What is expected:
Scan the data below for lines holding the word "door", and copy each line found.

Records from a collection

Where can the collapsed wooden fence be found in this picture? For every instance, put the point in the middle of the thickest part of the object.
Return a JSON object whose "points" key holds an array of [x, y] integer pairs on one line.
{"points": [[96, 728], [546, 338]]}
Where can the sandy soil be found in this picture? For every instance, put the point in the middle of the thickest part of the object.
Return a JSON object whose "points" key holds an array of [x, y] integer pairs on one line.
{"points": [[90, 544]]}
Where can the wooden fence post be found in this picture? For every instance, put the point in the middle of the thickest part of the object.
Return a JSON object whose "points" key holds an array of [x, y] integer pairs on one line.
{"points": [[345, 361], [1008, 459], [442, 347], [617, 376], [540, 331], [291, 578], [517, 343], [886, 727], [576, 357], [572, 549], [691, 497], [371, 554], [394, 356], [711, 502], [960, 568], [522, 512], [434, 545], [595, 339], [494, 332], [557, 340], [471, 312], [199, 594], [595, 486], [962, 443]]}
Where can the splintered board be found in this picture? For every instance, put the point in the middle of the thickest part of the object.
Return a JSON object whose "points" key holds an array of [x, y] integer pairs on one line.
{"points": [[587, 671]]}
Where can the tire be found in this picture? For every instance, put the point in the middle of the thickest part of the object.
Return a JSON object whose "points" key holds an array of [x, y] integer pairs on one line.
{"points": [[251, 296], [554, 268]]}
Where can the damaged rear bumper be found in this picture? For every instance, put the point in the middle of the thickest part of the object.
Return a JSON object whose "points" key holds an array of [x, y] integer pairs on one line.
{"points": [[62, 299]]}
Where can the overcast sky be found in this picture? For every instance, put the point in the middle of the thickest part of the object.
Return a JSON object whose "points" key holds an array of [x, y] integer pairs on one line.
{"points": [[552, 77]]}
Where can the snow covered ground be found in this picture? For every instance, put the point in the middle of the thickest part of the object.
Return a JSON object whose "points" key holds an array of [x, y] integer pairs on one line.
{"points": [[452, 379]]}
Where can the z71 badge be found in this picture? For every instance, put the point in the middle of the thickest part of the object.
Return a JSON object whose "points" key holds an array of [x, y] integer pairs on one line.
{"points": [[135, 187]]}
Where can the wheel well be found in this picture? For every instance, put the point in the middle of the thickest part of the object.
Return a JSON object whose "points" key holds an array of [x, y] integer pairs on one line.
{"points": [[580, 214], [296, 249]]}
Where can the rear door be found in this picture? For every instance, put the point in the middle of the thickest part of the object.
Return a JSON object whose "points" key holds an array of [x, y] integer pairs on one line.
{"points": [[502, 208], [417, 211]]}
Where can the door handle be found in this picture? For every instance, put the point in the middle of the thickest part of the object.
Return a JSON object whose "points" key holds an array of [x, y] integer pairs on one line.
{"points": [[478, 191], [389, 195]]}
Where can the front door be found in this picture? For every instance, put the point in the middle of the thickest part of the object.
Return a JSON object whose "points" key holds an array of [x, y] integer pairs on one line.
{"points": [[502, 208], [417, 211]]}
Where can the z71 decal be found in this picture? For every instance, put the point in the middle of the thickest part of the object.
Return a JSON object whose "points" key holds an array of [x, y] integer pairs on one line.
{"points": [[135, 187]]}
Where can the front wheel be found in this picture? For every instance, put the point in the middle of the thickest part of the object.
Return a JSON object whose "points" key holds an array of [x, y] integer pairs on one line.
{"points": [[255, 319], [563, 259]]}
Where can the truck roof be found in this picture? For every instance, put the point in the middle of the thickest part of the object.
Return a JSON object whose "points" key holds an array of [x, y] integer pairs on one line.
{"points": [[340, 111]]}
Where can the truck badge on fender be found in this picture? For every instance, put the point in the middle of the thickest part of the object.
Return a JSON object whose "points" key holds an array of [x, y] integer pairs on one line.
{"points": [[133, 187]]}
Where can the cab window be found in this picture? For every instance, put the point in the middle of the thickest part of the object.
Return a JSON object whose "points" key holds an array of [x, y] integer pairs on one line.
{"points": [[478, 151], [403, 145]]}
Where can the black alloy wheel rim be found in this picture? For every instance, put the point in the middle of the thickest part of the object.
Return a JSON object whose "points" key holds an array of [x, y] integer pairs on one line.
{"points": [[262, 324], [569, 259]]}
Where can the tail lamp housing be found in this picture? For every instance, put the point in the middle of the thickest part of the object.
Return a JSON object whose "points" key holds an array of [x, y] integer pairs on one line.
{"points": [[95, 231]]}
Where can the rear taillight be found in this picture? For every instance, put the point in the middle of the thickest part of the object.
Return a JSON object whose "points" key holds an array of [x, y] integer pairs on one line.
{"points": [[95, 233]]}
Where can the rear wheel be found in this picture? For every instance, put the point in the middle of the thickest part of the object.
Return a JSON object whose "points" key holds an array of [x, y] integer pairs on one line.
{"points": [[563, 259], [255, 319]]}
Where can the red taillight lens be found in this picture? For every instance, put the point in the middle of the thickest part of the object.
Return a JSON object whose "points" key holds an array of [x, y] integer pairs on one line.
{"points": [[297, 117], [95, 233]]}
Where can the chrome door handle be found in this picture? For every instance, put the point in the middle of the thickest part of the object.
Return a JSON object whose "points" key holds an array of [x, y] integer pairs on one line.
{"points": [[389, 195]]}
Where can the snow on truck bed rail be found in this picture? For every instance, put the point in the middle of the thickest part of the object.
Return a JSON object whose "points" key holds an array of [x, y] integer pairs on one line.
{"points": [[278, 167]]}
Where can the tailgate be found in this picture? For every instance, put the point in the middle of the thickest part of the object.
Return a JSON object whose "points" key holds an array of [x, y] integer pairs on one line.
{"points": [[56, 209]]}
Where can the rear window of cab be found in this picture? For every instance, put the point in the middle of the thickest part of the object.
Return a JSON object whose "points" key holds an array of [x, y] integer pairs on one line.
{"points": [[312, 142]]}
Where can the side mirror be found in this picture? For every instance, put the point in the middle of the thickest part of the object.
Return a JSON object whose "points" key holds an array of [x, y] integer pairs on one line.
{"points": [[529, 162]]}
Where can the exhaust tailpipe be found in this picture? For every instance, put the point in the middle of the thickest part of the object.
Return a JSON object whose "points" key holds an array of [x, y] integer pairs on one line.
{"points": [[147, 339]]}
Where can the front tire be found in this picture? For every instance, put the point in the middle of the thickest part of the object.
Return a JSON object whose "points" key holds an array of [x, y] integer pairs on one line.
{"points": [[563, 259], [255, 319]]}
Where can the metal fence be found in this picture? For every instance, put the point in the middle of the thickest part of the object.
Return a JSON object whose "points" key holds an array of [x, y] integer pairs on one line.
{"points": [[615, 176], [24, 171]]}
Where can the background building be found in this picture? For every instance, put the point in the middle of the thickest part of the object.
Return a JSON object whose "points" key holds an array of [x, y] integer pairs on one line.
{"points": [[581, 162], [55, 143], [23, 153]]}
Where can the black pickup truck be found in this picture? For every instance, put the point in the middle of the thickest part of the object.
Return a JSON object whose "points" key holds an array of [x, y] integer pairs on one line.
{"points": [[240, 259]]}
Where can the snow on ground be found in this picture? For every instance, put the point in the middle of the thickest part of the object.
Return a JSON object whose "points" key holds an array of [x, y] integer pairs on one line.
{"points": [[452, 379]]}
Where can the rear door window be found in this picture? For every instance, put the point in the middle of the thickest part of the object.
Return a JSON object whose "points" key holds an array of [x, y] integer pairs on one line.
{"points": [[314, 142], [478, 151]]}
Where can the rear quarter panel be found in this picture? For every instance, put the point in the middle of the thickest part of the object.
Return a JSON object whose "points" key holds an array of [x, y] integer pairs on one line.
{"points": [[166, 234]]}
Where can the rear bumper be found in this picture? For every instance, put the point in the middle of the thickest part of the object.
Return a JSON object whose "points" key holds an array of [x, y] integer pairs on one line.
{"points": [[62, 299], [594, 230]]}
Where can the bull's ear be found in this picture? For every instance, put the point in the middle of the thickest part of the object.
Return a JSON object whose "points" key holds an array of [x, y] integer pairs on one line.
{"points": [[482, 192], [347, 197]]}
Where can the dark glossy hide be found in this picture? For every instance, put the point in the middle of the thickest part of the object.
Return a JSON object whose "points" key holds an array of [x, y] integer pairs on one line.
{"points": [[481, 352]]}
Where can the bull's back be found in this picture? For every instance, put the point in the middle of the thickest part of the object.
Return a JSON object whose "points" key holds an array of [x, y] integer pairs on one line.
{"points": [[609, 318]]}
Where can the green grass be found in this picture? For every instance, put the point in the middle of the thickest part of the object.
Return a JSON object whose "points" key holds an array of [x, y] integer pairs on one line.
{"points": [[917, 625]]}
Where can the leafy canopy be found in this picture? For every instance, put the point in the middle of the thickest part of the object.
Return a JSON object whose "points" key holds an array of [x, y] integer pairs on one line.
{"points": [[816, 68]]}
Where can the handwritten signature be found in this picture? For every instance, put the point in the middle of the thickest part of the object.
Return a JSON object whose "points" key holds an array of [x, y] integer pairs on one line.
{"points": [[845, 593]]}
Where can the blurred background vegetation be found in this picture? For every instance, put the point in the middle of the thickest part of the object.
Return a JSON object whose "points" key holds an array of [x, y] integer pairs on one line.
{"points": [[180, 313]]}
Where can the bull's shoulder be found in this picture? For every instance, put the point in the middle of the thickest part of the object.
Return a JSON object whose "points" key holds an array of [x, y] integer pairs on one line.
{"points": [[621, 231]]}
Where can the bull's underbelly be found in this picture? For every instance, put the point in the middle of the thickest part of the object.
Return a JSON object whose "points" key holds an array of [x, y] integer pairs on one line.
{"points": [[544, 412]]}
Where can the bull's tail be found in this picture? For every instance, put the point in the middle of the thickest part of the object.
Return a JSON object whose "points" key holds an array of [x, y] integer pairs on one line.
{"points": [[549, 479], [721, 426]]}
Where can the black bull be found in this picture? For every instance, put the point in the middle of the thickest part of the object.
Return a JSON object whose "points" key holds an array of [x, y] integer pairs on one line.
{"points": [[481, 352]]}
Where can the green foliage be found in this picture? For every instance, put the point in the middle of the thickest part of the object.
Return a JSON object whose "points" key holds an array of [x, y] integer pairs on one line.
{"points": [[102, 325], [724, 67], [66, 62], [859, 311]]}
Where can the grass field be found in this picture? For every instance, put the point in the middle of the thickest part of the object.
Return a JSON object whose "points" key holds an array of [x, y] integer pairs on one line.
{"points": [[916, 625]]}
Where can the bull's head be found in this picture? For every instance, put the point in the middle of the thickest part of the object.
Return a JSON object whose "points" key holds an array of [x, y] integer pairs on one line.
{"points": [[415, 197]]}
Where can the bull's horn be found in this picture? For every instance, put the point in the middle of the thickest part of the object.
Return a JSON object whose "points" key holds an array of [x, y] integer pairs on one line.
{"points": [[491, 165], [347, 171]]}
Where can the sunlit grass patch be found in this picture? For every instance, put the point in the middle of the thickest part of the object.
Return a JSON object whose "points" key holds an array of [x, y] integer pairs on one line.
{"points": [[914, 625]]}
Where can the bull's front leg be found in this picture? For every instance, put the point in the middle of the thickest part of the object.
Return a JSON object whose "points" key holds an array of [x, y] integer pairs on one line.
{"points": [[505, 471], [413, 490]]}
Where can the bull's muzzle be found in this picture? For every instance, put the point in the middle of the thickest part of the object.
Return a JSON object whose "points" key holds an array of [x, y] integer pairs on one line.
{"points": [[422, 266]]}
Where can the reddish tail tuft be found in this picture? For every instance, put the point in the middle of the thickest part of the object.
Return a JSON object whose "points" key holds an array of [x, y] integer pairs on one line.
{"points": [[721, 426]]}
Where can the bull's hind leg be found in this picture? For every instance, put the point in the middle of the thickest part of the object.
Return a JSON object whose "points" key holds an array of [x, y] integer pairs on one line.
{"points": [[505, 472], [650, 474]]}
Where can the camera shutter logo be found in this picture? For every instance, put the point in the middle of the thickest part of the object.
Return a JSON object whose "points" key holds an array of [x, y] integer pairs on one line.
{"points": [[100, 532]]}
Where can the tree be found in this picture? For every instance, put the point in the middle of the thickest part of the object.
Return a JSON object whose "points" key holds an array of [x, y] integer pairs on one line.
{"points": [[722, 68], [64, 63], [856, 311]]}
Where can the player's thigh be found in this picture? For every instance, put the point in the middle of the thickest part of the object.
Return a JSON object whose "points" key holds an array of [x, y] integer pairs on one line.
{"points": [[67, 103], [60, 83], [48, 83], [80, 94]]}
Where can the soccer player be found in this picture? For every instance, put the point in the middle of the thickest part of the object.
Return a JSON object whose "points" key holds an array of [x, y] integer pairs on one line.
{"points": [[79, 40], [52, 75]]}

Answer space:
Where can the rear door be found in this picture? For every instance, put the point in the middle of the thickest part of the object.
Where can the door handle be found in this picture? For every instance, put the point in the middle of the thickest part of the object.
Where can the front door be found in this picture? For every instance, put the point in the middle of the thickest part of the object.
Where can the chrome door handle be found in this picture? For every instance, put the point in the middle of the thickest part of the object.
Where can the rear door window be found in this picture? For every instance, put the point in the middle of the thickest part of the object.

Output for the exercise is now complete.